Plädoyer für eine Erweiterung des Rassismusbegriffs

Warum etablierte Verständnisse zu kurz greifen

| Lydia Engel

Alastair Bonnett: Multiple Rassismen. Für eine globale Perspektive auf ein globales Problem.Aus dem Englischen übersetzt von Felix Schüring, Unrast, Münster 2024, 248 Seiten, 19,80 Euro, ISBN 978-3-89771-388-8

Alastair Bonnett interveniert in „Multiple Rassismen“ in die gegenwärtige Rassismusforschung und scheut sich dabei nicht vor Kontroversen. Der Sozialgeograph bemerkt, dass in diesem Forschungszweig nach wie vor US- und eurozentrische Diskurse die Grenzen setzen, was als Rassismus gilt und was nicht, obwohl dessen globale Verbreitung und Pluralität gemeinhin anerkannt ist. Für antirassistische Bewegungen auf der ganzen Welt hat das oft eine Unsichtbarmachung ihrer Kämpfe zur Folge. Bonnett plädiert darum für einen erweiterten Rassismusbegriff, der die Erfahrungen Betroffener unterschiedlichster ethnisierter Diskriminierung und Gewalt miteinbezieht. Rassismus definiert er hier als „Diskriminierung und Ungleichheit, erwachsen aus ethnisierten und rassifizierten Formen von Macht, supremacism [Überlegenheit] und Essentialismus“ (S. 25). Mit zahlreichen Beispielen vor allem aus Asien und Afrika zeigt er, wie rassistische Grenzziehungen auch in Formen von Diskriminierung und Ungleichheit enthalten sind, die auf den ersten Blick nicht als Rassismus beschreibbar scheinen, beispielsweise die Verfolgung der Jesid*innen durch den IS oder die Diskriminierung von Dalits in Indien. Dabei macht Bonnett immer wieder deutlich, wie der europäische Kolonialismus einerseits zur Ausbreitung eines spezifischen Rassismus geführt hat und wie er andererseits mit bestehenden rassistischen Diskriminierungssystemen in ehemals kolonisierten Ländern interagierte und dadurch eigene Formen angenommen hat.
-.-.-
### Aufgaben und Übungen
1: Beantworten Sie anhand der Rezension zu „Multiple Rassismen“ die folgenden Fragen:
(a) Wer hat das Buch aus dem Englischen übersetzt?
(b) Welche Folge hat die Grenzziehung durch US- und eurozentrische Diskurse laut der Rezension für antirassistische Bewegungen?
(c) Welche zwei Beispiele nennt die Rezension für Diskriminierung, die auf den ersten Blick nicht als Rassismus beschreibbar scheint?
2: Schreiben Sie die Rezension zu „Multiple Rassismen“ im Anschluss an ihren letzten Satz weiter.

### Vorliegendes Material
-.-.-
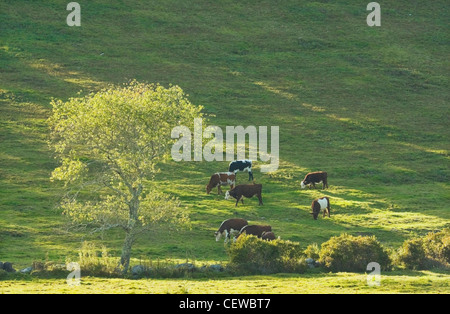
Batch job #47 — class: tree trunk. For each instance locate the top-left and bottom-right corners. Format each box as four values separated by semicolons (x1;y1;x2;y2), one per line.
119;229;134;274
119;185;142;274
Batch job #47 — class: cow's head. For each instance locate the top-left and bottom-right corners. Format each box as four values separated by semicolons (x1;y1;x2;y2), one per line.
-.-.-
### Lösungsteil
1:
(a) Felix Schüring
(b) Sie hat oft eine Unsichtbarmachung ihrer Kämpfe zur Folge.
(c) Die Verfolgung der Jesid*innen durch den IS und die Diskriminierung von Dalits in Indien

2:
Mit seiner Untersuchung bestätigt Bonnett den in rassismuskritischen Debatten etablierten Zusammenhang von „moderner“ Gesellschaftsorganisation und Rassismus, erweitert diesen aber, indem er von unterschiedlichen Modernisierungsbewegungen rund um den Globus ausgeht und somit die angebliche „Einzigartigkeit“ der westlichen Moderne infrage stellt. Die in vielfältigen Modernen beobachtbaren Tendenzen, einen Bruch mit der Vergangenheit zu konstruieren und gleichzeitig ebendiese zu romantisieren sowie die Neigung, Menschen und Wissen zur klassifizieren und festzuschreiben, werden als ihre zentralen Funktionsweisen und zugleich als Bedingungen für Rassismus beschrieben.
Durch sein Konzept der multiplen Rassismen legt Bonnett den Fokus auf Ähnlichkeiten und geht damit ein Wagnis ein. Zugunsten des Übergreifenden werden an mancher Stelle bestehende Kontroversen in diesem Feld unterbelichtet (beispielsweise um das Verhältnis von Antisemitismus und Rassismus), doch dem Autor gelingt es immer wieder, das Gemeinsame zu zeigen, ohne zu relativieren und auch die Unterschiede rassistischer Gewalt und ihrer Intensität zu betonen. Ihm geht es nicht darum, nun alle Formen der ethnisierten Gewalt und Diskriminierung nur noch als Rassismus zu beschreiben, sondern rassistische Elemente in unterschiedlichen Formen gruppenbezogener Menschenfeindlichkeit zu beleuchten. Durch diese Herangehensweise ermöglicht Bonnett ein größeres, globales Bild ethnisierter Macht- und Herrschaftsverhältnisse. Eine theoretische und empirische Bereicherung für die kritische Auseinandersetzung mit Rassismus.